Outline entries for images:
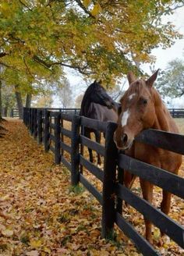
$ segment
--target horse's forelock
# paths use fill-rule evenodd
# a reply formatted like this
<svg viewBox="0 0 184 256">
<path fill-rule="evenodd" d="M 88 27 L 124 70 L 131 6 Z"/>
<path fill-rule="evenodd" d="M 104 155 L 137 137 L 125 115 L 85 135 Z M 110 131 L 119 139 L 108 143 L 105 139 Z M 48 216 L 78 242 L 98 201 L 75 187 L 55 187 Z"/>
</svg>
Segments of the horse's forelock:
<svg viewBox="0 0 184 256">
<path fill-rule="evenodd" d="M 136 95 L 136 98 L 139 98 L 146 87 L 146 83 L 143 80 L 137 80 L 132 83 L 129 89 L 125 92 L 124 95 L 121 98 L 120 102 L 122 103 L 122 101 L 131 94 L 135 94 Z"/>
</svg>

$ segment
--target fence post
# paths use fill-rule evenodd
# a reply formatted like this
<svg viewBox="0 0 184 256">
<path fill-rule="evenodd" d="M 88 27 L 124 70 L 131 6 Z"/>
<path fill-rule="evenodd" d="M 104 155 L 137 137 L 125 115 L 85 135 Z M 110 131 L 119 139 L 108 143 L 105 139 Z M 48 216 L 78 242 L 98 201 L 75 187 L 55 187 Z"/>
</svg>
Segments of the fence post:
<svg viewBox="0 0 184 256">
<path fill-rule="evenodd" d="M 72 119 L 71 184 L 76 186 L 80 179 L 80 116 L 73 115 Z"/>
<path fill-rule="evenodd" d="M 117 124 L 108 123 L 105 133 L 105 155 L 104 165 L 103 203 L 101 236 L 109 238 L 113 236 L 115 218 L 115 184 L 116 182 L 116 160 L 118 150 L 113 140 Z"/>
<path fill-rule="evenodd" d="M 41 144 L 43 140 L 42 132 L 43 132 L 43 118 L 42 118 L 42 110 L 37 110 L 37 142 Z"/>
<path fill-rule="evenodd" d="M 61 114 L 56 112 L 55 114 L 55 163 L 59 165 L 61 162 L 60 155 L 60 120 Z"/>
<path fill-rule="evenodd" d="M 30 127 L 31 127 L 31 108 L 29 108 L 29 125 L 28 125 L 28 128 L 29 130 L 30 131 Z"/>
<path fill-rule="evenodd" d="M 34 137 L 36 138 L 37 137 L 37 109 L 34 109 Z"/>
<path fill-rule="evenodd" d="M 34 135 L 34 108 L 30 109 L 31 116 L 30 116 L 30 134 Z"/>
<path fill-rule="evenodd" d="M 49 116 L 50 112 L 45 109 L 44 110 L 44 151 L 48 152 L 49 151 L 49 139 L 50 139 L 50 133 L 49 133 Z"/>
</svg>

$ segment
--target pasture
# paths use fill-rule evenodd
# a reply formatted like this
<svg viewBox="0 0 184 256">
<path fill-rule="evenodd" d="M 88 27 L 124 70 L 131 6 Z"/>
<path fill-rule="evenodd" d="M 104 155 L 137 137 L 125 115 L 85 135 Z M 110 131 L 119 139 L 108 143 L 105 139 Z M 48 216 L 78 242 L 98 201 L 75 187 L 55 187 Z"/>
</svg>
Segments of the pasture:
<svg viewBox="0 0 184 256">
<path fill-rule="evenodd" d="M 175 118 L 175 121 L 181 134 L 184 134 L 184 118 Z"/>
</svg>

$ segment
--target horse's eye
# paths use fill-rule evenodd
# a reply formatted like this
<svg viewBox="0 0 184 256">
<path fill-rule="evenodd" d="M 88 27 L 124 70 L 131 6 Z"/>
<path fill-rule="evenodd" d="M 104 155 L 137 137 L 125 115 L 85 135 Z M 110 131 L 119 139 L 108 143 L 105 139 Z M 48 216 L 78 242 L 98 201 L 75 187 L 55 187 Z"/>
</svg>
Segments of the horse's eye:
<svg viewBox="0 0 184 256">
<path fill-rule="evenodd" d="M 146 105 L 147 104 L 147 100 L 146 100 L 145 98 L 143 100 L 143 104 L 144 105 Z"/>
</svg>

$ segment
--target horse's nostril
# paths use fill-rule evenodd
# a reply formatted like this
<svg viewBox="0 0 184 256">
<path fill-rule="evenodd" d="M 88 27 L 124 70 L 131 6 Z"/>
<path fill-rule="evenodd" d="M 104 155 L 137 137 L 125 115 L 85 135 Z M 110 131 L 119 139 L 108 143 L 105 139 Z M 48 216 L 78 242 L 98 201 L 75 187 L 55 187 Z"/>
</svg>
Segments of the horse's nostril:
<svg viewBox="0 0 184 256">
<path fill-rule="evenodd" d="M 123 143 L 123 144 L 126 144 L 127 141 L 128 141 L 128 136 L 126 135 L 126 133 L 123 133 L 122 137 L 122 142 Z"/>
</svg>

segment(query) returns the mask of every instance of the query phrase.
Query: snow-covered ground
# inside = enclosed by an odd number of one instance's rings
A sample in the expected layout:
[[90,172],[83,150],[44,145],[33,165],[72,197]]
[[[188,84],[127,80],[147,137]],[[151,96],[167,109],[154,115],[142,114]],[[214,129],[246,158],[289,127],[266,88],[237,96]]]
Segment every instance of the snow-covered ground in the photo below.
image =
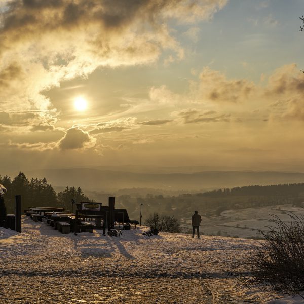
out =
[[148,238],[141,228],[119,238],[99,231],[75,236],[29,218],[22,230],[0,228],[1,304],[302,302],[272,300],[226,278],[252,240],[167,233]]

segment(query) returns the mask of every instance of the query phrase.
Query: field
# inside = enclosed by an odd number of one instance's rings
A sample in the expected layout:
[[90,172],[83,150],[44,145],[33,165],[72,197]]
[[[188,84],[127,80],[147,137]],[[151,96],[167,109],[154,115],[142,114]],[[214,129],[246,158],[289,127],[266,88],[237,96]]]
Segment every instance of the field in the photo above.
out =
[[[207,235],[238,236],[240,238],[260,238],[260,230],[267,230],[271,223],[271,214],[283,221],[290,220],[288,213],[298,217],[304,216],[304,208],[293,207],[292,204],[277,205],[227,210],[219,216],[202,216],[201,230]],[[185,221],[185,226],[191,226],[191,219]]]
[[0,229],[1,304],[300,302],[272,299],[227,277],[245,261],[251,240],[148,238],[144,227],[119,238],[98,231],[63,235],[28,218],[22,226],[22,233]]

◆ **Short problem**:
Please identify each line in the data above that contains the word "nostril", and copy those lines.

◆ **Output for this task**:
--target horse's nostril
Segments of the horse's nostril:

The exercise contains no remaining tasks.